EXTRACTED TEXT start

Children, the elderly and people with chronic lung and heart conditions are among the most vulnerable to dirty diesel's impact. And workers who operate diesel equipment are the first to breathe the emissions.
Pittsburgh City Councilman Bill Peduto, who was the main sponsor of the ordinance and is running for mayor in the May 21 primary, sent copies of New York City's regulations to Pittsburgh's Law Department.
Meetings concerning the regulations to implement the ordinance have been going on for more than a year, according to Mr. Peduto's office.
However, the regulations have not been finalized, said Daniel Regan, Pittsburgh's solicitor.
Mr. Regan said they are waiting to hear from several city departments. He had no estimate of when the regulations might be in place.
"We weren't involved, nor were we asked to be involved, in drafting the legislation," Mr. Regan said, adding that they thought it was important for the sponsors to review it.
Doug Anderson, the deputy city controller whose inspectors will be in charge of enforcing the retrofitting requirements, said his inspectors haven't been trained.
Councilwoman Natalia Rudiak, co-sponsor of the ordinance, said she hopes the regulations are written as soon as possible. Ms. Rudiak, representing neighborhoods in the South Hills, is running for re-election in the May primary.
"Until it's implemented, it's just words on a page," she said.

EXTRACTED TEXT end
DATA LINES start

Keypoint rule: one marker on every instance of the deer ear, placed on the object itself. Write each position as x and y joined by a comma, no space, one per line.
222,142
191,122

DATA LINES end

GOAL: Copy out the entire passage on Pittsburgh's diesel ordinance word for word.

WRITTEN SOLUTION:
Children, the elderly and people with chronic lung and heart conditions are among the most vulnerable to dirty diesel's impact. And workers who operate diesel equipment are the first to breathe the emissions.
Pittsburgh City Councilman Bill Peduto, who was the main sponsor of the ordinance and is running for mayor in the May 21 primary, sent copies of New York City's regulations to Pittsburgh's Law Department.
Meetings concerning the regulations to implement the ordinance have been going on for more than a year, according to Mr. Peduto's office.
However, the regulations have not been finalized, said Daniel Regan, Pittsburgh's solicitor.
Mr. Regan said they are waiting to hear from several city departments. He had no estimate of when the regulations might be in place.
"We weren't involved, nor were we asked to be involved, in drafting the legislation," Mr. Regan said, adding that they thought it was important for the sponsors to review it.
Doug Anderson, the deputy city controller whose inspectors will be in charge of enforcing the retrofitting requirements, said his inspectors haven't been trained.
Councilwoman Natalia Rudiak, co-sponsor of the ordinance, said she hopes the regulations are written as soon as possible. Ms. Rudiak, representing neighborhoods in the South Hills, is running for re-election in the May primary.
"Until it's implemented, it's just words on a page," she said.